Para Bernardo Candeia, a busca pelo reconhecimento de identidade tornou-se sinônimo de otimismo. Com pouco mais de cinco meses, ele vem vivenciando um processo de autoconhecimento, “é muito incrível, cada dia descubro um negócio diferente”, diz com um sorriso no rosto. Apesar das primeiras reações da família terem sido negativas, o fotógrafo não se deixou abalar. Enquanto persistia na busca em se entender melhor, o rapaz teve apoio de uma amiga próxima em seus momentos de angústia no início de sua transição, o que o motivou a buscar mais sobre a questão transgênero.
Seguido do processo de autoaceitação, Bernardo deu início a outra luta: o seu reconhecimento como homem perante a sociedade. O uso do pronome masculino é uma das conquistas citada pelo jovem, “a questão de pronome conta muito, quando as pessoas começaram a me tratar no masculino eu fiquei ‘caramba, que paz na minha alma’”. E ainda que enfrente preconceitos o seu caráter otimista faz com que ele lide com situações desconfortáveis da melhor maneira possível. Conviver com pessoas que possuem lutas semelhantes a sua vem lhe ajudando a progredir. “Espero que essa vitória seja em vida”, conta ao falar sobre as suas expectativas diante do futuro. Sempre olhando pelo lado positivo, Bernardo tem ambição por viver, mesmo que existam momentos difíceis.

[Dados de expressões referenciais baseadas em fotos]
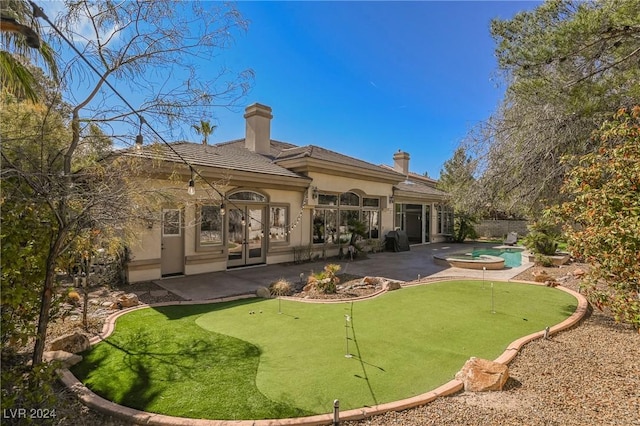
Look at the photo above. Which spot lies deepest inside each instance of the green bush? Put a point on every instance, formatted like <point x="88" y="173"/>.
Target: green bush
<point x="542" y="260"/>
<point x="463" y="227"/>
<point x="542" y="238"/>
<point x="325" y="281"/>
<point x="281" y="287"/>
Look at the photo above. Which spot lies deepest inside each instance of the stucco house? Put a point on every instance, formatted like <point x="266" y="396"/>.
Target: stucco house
<point x="271" y="198"/>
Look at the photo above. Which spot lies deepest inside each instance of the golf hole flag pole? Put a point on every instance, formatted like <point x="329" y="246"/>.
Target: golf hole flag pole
<point x="347" y="320"/>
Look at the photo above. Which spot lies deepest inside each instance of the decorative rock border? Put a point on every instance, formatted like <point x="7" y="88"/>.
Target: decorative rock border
<point x="141" y="417"/>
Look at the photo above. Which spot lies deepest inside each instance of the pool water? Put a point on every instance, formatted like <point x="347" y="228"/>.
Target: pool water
<point x="512" y="257"/>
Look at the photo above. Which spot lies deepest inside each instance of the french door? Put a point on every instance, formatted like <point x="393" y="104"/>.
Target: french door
<point x="245" y="235"/>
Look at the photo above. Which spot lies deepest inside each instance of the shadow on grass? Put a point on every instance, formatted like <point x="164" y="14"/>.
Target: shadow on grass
<point x="138" y="368"/>
<point x="363" y="363"/>
<point x="176" y="312"/>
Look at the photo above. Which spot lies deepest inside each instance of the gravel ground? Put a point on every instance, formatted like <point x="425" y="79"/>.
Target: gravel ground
<point x="588" y="375"/>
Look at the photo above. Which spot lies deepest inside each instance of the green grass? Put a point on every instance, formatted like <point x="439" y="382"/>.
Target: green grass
<point x="219" y="361"/>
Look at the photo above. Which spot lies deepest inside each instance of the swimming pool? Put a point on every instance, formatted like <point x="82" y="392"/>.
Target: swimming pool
<point x="512" y="256"/>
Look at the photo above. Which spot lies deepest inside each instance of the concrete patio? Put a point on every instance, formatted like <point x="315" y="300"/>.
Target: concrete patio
<point x="402" y="266"/>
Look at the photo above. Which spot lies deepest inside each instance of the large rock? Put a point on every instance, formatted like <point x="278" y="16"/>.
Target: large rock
<point x="67" y="359"/>
<point x="391" y="285"/>
<point x="74" y="343"/>
<point x="579" y="273"/>
<point x="541" y="276"/>
<point x="480" y="375"/>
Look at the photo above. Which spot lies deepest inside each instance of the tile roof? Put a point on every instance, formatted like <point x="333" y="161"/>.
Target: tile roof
<point x="419" y="188"/>
<point x="319" y="153"/>
<point x="281" y="151"/>
<point x="229" y="156"/>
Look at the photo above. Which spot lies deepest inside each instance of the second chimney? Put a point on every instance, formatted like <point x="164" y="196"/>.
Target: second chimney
<point x="401" y="162"/>
<point x="258" y="128"/>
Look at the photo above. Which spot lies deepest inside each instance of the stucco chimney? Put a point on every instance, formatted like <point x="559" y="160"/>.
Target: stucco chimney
<point x="401" y="162"/>
<point x="258" y="129"/>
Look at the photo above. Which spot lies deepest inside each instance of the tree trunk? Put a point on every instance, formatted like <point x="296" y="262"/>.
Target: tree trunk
<point x="46" y="299"/>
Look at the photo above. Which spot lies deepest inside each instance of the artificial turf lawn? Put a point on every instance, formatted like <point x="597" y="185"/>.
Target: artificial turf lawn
<point x="219" y="361"/>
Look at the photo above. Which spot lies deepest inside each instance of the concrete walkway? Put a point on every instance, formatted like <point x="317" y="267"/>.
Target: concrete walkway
<point x="402" y="266"/>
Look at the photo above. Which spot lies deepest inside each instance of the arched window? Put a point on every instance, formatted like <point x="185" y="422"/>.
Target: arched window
<point x="247" y="196"/>
<point x="350" y="199"/>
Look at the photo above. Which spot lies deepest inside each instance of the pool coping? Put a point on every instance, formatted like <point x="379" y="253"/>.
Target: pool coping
<point x="100" y="404"/>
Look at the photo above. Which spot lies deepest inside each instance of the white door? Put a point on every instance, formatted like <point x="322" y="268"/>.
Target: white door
<point x="245" y="235"/>
<point x="172" y="242"/>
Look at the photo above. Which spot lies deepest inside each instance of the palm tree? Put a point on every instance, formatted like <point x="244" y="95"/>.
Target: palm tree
<point x="205" y="128"/>
<point x="21" y="42"/>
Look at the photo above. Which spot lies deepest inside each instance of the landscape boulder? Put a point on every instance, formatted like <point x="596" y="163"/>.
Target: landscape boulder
<point x="66" y="359"/>
<point x="541" y="276"/>
<point x="579" y="273"/>
<point x="73" y="343"/>
<point x="391" y="285"/>
<point x="126" y="301"/>
<point x="373" y="281"/>
<point x="480" y="375"/>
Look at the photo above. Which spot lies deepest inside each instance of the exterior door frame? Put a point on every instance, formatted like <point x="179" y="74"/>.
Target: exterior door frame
<point x="245" y="239"/>
<point x="172" y="242"/>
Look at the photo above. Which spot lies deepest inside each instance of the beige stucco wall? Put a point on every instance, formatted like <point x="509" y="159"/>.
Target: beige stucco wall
<point x="147" y="253"/>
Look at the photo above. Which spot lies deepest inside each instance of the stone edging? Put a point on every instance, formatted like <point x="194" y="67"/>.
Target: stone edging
<point x="140" y="417"/>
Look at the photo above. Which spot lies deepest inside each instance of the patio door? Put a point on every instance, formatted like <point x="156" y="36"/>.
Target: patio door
<point x="245" y="235"/>
<point x="172" y="248"/>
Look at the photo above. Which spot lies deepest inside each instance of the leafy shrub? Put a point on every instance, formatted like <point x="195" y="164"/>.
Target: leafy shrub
<point x="602" y="216"/>
<point x="281" y="287"/>
<point x="542" y="238"/>
<point x="542" y="260"/>
<point x="325" y="281"/>
<point x="463" y="227"/>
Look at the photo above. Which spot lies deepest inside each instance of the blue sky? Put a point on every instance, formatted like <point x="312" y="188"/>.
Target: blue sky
<point x="366" y="78"/>
<point x="369" y="78"/>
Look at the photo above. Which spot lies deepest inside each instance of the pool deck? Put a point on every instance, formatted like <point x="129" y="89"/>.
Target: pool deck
<point x="402" y="266"/>
<point x="236" y="284"/>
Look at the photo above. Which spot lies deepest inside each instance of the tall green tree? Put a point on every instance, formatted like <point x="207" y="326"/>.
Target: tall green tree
<point x="204" y="128"/>
<point x="22" y="44"/>
<point x="567" y="66"/>
<point x="457" y="178"/>
<point x="603" y="215"/>
<point x="146" y="47"/>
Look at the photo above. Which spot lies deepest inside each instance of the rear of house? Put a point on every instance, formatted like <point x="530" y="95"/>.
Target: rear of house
<point x="260" y="199"/>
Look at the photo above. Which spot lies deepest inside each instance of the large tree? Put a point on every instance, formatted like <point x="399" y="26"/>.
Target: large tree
<point x="603" y="215"/>
<point x="21" y="44"/>
<point x="148" y="48"/>
<point x="567" y="66"/>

■ **Enunciado A**:
De acordo com o texto sobre Bernardo Candeia, o que o levou a buscar mais informações sobre a questão transgênero? Responda em uma a três frases.
■ **Enunciado B**:
Responda com base no texto sobre Bernardo Candeia:
(i) Qual é a profissão de Bernardo?
(ii) Como foram as primeiras reações da família dele?
(iii) Que conquista relacionada à forma como as pessoas o tratam ele cita?
■ **Enunciado C**:
Prossiga com o texto sobre Bernardo Candeia a partir da última frase apresentada.

■ **Campo de resposta A**:
O apoio de uma amiga próxima nos momentos de angústia no início da transição motivou Bernardo a buscar mais sobre a questão transgênero.

■ **Campo de resposta B**:
(i) Ele é fotógrafo.
(ii) Foram negativas.
(iii) O uso do pronome masculino.

■ **Campo de resposta C**:
“Eu quero essa forma pra mim, todos os dias!”, diz Haria Bruna, estudante do curso de artes visuais da UFRN, que começou a transpor as barreiras do binarismo de gênero ao se entender como uma pessoa andrógena e, posteriormente, explorar a expressão artística drag queen. Contudo, não tardou para que ela entendesse que a forma feminina não era algo eventual em sua vida, mas, sim, parte definitiva de sua identidade de gênero. Assim, ao se entender mulher, a universitária passou a buscar a ingestão de hormônios como meio de adequar a sua forma física ao gênero com o qual se identifica. “Eu passei por momentos de muita depressão e eu pensei: ou eu me mato ou começo a transição. Eu faço tratamento hormonal sem acompanhamento médico, fui e pesquisei na internet alguns grupos de pessoas trans e comecei o tratamento hormonal. É super arriscado!”, afirma Haria, ao se confirmar como mais um exemplo de pessoa transgênero que, por não ter acesso ao tratamento adequado de saúde, administra a própria terapia hormonal sem qualquer tipo de orientação médica.
Além da falta de assistência médica direcionada, a aceitação familiar é outra questão que costuma ser um entrave para pessoas trans. No caso de Haria, não é diferente. Embora se sinta acolhida no ambiente doméstico, a sua identidade de gênero por vezes ainda é um ponto de conflito. “Minha avó é o tempo todo: corta esse cabelo, toma jeito de homem. Ela que compra meus brincos, maquiagens, mas é aquela coisa, aquele embate, a parede que impede. Mesmo assim, minha família evoluiu bastante, meus avós eram bem homofóbicos e quando eles viram que tinha LGBTQ+ em casa, o pensamento mudou completamente”.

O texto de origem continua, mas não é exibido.